Suivons l’effet de cette température excessive et malsaine sur les imaginations et les ambitions ; La vieille bâtisse est à bas ; la nouvelle n’est pas assise ; il s’agit de refaire la société de fond en comble ; tous les hommes de bonne volonté sont appelés à l’œuvre, et comme, pour tracer le plan, il suffit d’appliquer un principe simple, le premier venu peut en venir à bout. Dès lors, aux assemblées de section, aux clubs, dans les gazettes, dans les brochures, dans toute cervelle aventureuse et précipitée, le rêve politique fourmille. « Pas un commis marchand formé par la lecture de l’Héloïse[1], point de maître d’école ayant traduit dix pages de Tite Live, point d’artiste ayant feuilleté Rollin, point de bel esprit devenu publiciste en apprenant par cœur les logogriphes du Contrat social, qui ne fasse une Constitution… Comme rien n’offre moins d’obstacles que de perfectionner l’imaginaire, tous les esprits remuants se répandent et s’agitent dans ce monde idéal. On commence par la curiosité, on finit par l’enthousiasme. Le vulgaire court à cet essai, comme l’avare à une opération de magie qui lui promet des trésors, et, dans cette fascination puérile, chacun espère rencontrer à la fois ce qu’on n’a jamais vu, même sous les plus libres gouvernements, la perfection immuable, la fraternité universelle, la puissance d’acquérir tout ce qui nous

  1. Mallet du Pan, Mémoires, II, 241.

◆ **Données conservées**
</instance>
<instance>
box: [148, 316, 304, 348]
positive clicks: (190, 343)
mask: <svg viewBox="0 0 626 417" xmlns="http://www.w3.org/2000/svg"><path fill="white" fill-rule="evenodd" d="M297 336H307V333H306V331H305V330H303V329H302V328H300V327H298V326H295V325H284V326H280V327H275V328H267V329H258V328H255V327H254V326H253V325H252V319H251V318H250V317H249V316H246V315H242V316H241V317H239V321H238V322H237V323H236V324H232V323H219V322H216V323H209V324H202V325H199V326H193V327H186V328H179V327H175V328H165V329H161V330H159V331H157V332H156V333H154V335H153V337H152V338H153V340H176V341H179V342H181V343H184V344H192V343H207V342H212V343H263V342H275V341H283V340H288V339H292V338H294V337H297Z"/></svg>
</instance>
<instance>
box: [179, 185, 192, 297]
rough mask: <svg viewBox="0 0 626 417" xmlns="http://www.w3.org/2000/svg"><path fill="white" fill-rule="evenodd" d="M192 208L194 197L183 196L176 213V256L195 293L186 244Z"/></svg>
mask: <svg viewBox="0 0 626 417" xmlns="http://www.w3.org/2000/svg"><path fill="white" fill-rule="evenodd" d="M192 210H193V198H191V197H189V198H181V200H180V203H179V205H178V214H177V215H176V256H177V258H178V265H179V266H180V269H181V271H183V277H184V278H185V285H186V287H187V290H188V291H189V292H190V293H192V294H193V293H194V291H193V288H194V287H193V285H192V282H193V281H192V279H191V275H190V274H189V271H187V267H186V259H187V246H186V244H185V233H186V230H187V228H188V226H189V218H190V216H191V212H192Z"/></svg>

◆ **Travail demandé**
**a.** Répondez brièvement à ces questions sur l'extrait.
(i) Quelle source la note de bas de page indique-t-elle ?
(ii) Par quoi, selon le texte, commence-t-on et par quoi finit-on ?
(iii) À qui le vulgaire est-il comparé ?
**b.** Dressez la liste de tous les personnages qui, d'après la citation de l'extrait, font une Constitution.
Les lignes de données n'interviennent en rien ici.

◆ **Exercice corrigé**
**a.**
(i) Mallet du Pan, Mémoires, II, 241.
(ii) On commence par la curiosité et l'on finit par l'enthousiasme.
(iii) À l'avare qui court à une opération de magie lui promettant des trésors.

**b.**
- un commis marchand formé par la lecture de l'Héloïse
- un maître d'école ayant traduit dix pages de Tite Live
- un artiste ayant feuilleté Rollin
- un bel esprit devenu publiciste en apprenant par cœur les logogriphes du Contrat social